SOURCE PASSAGE:
If you do buy at Grandview to get into Points, make sure the unit is already converted to points (or was initially sold that way). You don't want to pay conversion fees after the purchase (~ $3K). You should be able to find a 1 bdrm unit worth 61K points and m/f of $295.


----------



## gktee (Mar 25, 2008)

*Price for Grandview Las Vegas*

Hi All,

I am new here. Hope someone can help provide some help:

Me and my wife just visited Vegas last week and was called to attend one of the sales promotion on GrandView Las Vegas. The price offer is around 30K for a 2 bedrooms one week deal. Unit is still under construction. It offer an additional 4 weeks RCI point for exchange of any 1 to 4 rooms resort. 

Is this a reasonable deal? 

Appreciate any feedback. Thanks.


----------



## Karen G (Mar 25, 2008)

gktee said:


> The price offer is around 30K for a 2 bedrooms one week deal. . . .Is this a reasonable deal?


No. You can buy timeshare for much, much less on the resale market.  If you signed a contract for this deal and are still within your rescission period, rescind and do a lot more research.


----------



## swift (Mar 25, 2008)

Before you buy please take some time to read this-- http://www.tugbbs.com/forums/announcement.php?f=13&announcementid=6


Also, I haven't done this myself so maybe others can chime in but there is away to lease points for 3 years to try it out to see if this is what works for you.

http://www.tugbbs.com/class/showproduct.php?product=988&cat=69


----------



## alanraycole (May 23, 2008)

*I own at the Grandview and have a few thoughts...*

I bought for the very same reason as you about three years ago. I love RCI points... LOVE them. I have turned one week into several weeks multiple times. I have never stayed at the Grandview and probably never will. When in Vegas I prefer staying at one of the Hiltons.

Now for the advice part... buy resale and make sure a points account comes with the purchase... don't take it for granted. Most importantly, buy at least 49,000 points. That is a one bedroom that is fairly commonly available on resale. There are one bedrooms that are woth fewer points, yet you will pay the same maintenance fee. Also, with fewer points you will be severly limited in you options when using the points. My better recommendation is to buy a two bedroom in the weeks that offer the most points. It will be more expensive, of course, but cheaper per point.

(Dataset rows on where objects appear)
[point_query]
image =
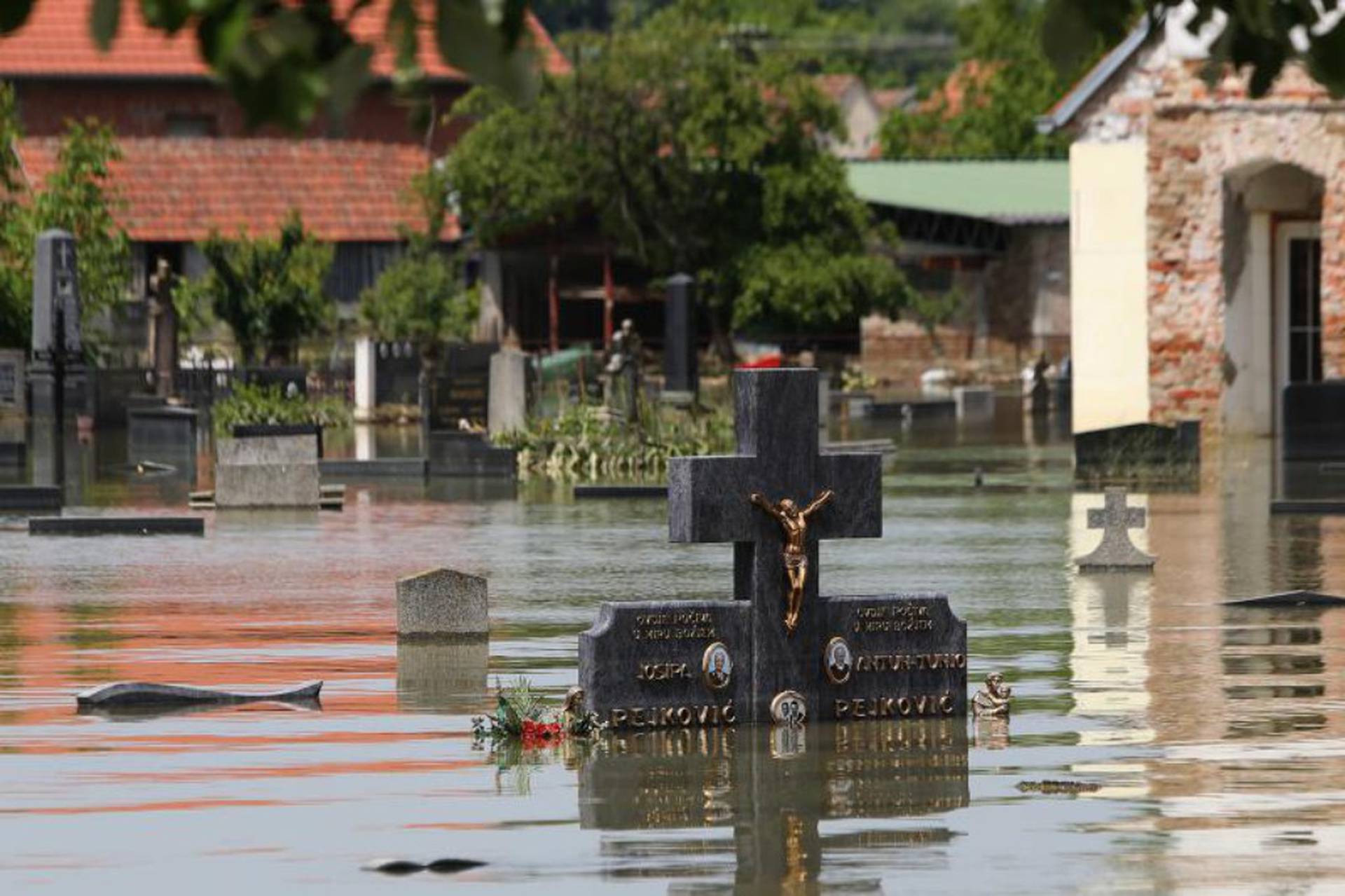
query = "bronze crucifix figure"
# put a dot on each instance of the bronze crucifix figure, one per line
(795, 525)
* * *
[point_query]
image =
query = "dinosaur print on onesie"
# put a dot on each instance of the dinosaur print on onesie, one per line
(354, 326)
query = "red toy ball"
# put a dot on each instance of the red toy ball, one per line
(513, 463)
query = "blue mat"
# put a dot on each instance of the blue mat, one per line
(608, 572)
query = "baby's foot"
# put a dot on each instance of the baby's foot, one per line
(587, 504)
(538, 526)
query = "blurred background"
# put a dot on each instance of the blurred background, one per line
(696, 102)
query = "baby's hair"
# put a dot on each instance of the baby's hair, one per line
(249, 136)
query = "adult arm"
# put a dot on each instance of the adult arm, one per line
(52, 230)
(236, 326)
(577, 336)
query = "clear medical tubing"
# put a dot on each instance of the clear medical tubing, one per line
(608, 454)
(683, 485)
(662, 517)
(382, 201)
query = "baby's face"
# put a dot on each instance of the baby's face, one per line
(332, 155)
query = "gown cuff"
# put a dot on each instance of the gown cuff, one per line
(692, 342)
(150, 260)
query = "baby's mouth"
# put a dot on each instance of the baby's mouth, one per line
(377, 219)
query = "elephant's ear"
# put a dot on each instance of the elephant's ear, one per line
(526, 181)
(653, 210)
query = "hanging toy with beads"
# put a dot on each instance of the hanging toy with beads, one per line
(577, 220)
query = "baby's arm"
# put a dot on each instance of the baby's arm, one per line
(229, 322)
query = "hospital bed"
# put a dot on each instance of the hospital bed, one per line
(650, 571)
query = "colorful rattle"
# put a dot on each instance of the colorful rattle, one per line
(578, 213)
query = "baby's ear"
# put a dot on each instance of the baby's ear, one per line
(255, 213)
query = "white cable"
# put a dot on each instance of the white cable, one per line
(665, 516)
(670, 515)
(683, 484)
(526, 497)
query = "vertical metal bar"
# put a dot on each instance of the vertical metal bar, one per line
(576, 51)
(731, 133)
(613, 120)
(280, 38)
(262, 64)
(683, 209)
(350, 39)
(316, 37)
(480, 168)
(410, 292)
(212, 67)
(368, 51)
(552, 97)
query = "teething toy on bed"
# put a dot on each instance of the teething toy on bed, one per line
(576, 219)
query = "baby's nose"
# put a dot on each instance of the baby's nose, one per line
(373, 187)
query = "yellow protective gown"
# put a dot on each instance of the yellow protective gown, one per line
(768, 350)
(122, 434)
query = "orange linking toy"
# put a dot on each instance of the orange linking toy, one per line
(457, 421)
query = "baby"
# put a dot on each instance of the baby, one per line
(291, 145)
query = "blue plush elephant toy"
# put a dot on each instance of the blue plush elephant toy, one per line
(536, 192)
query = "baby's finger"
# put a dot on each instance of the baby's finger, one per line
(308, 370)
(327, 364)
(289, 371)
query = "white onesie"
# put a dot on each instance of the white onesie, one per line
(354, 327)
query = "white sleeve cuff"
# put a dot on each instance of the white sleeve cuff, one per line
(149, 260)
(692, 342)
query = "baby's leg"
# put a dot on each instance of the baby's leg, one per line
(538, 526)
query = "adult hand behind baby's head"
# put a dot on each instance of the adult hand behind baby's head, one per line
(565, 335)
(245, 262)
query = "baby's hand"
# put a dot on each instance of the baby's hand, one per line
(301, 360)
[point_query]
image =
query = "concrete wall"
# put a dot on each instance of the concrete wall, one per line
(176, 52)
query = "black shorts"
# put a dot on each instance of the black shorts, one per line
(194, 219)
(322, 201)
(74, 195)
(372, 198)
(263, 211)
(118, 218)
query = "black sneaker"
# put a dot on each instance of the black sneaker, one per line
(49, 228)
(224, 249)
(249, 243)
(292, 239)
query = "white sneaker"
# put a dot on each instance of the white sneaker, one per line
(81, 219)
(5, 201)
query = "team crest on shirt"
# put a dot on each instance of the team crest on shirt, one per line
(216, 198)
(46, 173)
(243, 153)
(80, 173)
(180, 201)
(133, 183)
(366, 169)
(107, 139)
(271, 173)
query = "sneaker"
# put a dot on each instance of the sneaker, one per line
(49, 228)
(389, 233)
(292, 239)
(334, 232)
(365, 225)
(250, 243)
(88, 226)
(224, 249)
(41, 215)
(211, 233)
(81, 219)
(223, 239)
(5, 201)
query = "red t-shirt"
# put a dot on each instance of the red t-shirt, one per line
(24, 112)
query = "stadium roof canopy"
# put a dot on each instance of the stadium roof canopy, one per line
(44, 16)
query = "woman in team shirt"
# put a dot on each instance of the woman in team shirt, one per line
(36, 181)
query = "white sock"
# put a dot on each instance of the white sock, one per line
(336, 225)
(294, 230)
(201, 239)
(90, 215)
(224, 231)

WRITTEN TASK: Can you sum up the forum thread in two sentences? You won't need the records for this.

RESULT OF THE EXERCISE: A new member asks whether about 30K for a two-bedroom week at Grandview Las Vegas, a unit still under construction, is a reasonable deal, and one reply says no, urging resale instead and rescinding if still within the rescission period. Other replies suggest reading up before buying, leasing points for three years as a trial, buying a unit already converted to points with at least 49,000 points, and choosing a two-bedroom in the highest-point weeks because it is cheaper per point.